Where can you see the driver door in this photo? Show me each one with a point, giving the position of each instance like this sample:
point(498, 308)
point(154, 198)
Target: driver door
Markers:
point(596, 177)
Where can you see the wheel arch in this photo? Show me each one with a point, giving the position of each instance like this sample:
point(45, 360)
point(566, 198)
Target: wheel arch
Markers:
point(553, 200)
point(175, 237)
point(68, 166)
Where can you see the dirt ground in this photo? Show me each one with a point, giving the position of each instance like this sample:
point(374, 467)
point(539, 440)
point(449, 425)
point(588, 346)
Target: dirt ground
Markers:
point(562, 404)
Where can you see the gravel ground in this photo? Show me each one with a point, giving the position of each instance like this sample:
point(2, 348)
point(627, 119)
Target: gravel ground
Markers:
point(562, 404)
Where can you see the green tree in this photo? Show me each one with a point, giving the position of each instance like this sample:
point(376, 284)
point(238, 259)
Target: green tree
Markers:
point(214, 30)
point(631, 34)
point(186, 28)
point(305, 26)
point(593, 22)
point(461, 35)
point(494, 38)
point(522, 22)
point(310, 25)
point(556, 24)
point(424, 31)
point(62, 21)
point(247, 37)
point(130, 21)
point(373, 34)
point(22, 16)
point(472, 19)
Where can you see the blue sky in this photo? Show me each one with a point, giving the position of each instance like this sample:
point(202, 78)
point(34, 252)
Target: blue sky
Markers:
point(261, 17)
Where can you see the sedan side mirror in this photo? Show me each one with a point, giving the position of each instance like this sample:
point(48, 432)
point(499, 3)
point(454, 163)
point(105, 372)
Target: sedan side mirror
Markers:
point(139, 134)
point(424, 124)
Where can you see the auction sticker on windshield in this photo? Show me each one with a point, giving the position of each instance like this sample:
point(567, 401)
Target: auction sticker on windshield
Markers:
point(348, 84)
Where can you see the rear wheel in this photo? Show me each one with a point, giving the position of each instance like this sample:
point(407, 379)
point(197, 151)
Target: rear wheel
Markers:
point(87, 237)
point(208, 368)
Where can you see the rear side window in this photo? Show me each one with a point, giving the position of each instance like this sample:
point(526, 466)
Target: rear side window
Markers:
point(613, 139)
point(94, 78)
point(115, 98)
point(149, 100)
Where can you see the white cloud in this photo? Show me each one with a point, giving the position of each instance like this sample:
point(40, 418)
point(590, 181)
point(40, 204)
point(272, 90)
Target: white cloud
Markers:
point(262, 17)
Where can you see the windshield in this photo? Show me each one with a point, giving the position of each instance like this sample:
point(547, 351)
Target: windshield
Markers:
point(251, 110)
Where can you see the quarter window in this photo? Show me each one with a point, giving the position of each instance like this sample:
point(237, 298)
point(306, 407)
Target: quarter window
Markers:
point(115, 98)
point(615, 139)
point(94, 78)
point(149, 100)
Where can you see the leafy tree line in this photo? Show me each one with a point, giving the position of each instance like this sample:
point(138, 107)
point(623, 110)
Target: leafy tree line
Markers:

·····

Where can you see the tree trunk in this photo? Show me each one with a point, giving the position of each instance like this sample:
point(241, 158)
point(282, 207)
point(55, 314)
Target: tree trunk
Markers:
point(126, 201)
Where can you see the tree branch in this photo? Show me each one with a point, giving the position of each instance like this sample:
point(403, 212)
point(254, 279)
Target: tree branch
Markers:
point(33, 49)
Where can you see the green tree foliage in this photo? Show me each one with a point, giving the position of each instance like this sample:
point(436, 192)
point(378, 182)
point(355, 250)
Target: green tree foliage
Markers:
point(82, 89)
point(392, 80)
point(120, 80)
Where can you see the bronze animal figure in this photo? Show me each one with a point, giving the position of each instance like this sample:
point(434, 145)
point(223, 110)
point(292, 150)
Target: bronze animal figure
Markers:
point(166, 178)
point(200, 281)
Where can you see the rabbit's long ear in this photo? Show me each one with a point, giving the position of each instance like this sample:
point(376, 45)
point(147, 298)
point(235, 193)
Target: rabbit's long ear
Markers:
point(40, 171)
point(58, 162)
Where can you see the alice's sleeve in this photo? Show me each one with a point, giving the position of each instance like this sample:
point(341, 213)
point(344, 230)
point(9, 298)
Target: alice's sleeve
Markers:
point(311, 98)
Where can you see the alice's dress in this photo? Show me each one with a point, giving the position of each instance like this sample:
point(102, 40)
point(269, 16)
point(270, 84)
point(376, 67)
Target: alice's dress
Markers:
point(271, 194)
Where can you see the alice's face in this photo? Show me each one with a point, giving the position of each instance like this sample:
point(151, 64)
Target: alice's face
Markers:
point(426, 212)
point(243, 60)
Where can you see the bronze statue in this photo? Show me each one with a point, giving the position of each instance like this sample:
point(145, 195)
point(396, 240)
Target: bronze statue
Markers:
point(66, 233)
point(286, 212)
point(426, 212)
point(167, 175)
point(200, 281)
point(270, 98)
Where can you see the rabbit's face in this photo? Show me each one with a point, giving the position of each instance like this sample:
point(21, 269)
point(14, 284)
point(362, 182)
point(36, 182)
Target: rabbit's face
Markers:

·····

Reproduce the records verbatim, starting at the line that contains "Where can you see the bronze animal" and continuing up to and including the line that contains "point(271, 194)".

Where can you see the bronze animal figure in this photo? Show me each one with a point, giving the position of each instance like this sample:
point(434, 145)
point(223, 110)
point(292, 150)
Target: bronze animal figure
Markers:
point(166, 178)
point(200, 281)
Where can you see the rabbit's long ear in this photo? Show me each one with a point, giving the position of each instance like this sample:
point(376, 45)
point(147, 298)
point(235, 193)
Target: rabbit's long ear
Markers:
point(40, 171)
point(58, 162)
Where can you see the alice's sleeve in this photo? Show me each one with a point, giving the position of each instance like this sample:
point(341, 213)
point(344, 230)
point(9, 298)
Target: alice's sleeve
Markers:
point(311, 98)
Where can you see the alice's dress in this photo? Show me each one with a point, giving the position of each instance like this sample:
point(102, 40)
point(269, 16)
point(270, 84)
point(376, 67)
Target: alice's dress
Markers:
point(271, 194)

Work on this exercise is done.